(Stored data entries)
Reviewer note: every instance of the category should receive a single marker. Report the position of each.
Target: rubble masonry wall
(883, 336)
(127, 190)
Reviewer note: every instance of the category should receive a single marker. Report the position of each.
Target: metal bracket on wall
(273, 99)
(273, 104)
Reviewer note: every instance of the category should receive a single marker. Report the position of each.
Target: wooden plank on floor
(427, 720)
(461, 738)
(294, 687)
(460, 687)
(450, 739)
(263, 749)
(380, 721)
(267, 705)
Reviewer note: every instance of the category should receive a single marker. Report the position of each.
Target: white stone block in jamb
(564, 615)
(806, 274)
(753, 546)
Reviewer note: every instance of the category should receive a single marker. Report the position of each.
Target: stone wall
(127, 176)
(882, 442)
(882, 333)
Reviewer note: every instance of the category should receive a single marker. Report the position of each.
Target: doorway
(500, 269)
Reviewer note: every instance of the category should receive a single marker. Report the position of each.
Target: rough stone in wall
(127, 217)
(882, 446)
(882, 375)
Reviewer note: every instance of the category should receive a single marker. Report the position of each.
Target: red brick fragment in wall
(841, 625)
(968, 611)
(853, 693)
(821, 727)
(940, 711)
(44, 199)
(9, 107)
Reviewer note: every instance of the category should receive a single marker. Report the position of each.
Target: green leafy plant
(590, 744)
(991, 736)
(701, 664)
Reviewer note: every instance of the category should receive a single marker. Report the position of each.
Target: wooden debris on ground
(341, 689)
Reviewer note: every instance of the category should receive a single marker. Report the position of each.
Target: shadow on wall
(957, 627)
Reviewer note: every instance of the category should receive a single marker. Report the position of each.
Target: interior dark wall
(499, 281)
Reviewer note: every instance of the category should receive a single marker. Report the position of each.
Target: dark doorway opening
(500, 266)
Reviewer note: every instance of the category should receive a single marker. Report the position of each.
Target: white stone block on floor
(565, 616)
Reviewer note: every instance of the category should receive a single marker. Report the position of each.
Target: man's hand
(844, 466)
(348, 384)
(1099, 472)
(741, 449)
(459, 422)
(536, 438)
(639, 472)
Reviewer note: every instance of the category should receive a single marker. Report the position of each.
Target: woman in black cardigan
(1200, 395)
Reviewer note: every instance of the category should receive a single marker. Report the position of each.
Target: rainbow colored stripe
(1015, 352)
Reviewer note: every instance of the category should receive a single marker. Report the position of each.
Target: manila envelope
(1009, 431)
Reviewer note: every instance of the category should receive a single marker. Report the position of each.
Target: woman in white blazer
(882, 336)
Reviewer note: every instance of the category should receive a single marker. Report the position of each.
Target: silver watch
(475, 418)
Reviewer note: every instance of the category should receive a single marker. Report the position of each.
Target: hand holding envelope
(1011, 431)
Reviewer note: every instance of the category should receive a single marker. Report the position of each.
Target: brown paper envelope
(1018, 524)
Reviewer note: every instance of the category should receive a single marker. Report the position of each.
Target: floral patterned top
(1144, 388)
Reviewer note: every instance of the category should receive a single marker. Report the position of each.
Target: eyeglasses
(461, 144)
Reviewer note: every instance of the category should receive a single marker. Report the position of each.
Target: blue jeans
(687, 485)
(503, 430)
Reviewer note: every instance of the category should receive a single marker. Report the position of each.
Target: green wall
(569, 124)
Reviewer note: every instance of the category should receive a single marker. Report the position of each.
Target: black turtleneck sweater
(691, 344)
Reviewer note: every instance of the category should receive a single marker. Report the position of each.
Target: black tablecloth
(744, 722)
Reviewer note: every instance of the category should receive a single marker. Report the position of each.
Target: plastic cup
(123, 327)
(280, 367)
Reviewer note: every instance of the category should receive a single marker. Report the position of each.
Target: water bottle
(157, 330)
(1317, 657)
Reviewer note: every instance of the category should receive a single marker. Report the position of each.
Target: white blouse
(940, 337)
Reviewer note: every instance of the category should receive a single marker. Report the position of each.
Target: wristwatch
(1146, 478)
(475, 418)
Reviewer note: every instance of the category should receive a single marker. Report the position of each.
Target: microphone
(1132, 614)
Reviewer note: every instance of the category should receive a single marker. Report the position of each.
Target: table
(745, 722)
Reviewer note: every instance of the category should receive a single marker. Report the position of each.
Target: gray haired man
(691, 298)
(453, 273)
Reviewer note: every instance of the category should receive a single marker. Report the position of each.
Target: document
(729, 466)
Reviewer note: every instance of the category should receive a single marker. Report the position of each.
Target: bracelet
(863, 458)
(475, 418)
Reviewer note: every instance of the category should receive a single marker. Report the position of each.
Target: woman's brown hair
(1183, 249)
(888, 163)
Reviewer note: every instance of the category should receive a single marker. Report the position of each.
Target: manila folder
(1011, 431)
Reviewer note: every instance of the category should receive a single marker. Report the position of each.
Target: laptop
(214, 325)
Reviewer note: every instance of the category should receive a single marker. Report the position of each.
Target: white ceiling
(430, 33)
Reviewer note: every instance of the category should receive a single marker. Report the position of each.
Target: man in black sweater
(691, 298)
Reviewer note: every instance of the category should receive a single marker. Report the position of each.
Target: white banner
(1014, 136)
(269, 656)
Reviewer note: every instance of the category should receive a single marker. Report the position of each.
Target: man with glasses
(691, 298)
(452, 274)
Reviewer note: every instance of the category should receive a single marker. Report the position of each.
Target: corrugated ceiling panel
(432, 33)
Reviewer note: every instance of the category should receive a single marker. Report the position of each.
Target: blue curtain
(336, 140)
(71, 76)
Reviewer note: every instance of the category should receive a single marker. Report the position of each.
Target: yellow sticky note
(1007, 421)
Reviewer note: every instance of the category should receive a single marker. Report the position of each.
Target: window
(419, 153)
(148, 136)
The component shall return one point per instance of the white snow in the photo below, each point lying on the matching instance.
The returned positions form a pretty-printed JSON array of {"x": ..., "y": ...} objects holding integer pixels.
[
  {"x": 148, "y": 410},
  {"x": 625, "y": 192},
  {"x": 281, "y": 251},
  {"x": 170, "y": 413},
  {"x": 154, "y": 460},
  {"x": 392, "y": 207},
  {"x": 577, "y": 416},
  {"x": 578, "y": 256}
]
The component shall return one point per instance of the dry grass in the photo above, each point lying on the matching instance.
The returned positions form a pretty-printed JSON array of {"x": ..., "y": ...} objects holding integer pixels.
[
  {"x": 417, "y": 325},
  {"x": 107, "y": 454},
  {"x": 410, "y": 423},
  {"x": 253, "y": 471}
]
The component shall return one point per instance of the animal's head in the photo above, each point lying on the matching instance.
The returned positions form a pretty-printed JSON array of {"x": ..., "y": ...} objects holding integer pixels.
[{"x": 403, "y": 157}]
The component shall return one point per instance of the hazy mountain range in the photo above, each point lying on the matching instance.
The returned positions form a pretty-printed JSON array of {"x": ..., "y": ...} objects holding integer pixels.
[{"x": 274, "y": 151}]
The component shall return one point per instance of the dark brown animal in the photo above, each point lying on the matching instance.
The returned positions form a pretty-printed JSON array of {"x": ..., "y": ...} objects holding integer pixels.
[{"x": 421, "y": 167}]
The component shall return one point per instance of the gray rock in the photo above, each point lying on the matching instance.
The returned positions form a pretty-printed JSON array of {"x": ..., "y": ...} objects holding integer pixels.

## INSTRUCTIONS FOR THE TASK
Report every line in the data above in which the word "animal" appears.

## ANSWER TO THIS TASK
The component shall return one point per instance of the animal's head in the photo above, each point lying on the matching instance.
The component shall return one point per instance of the dark brown animal in the photo above, each point lying on the matching instance.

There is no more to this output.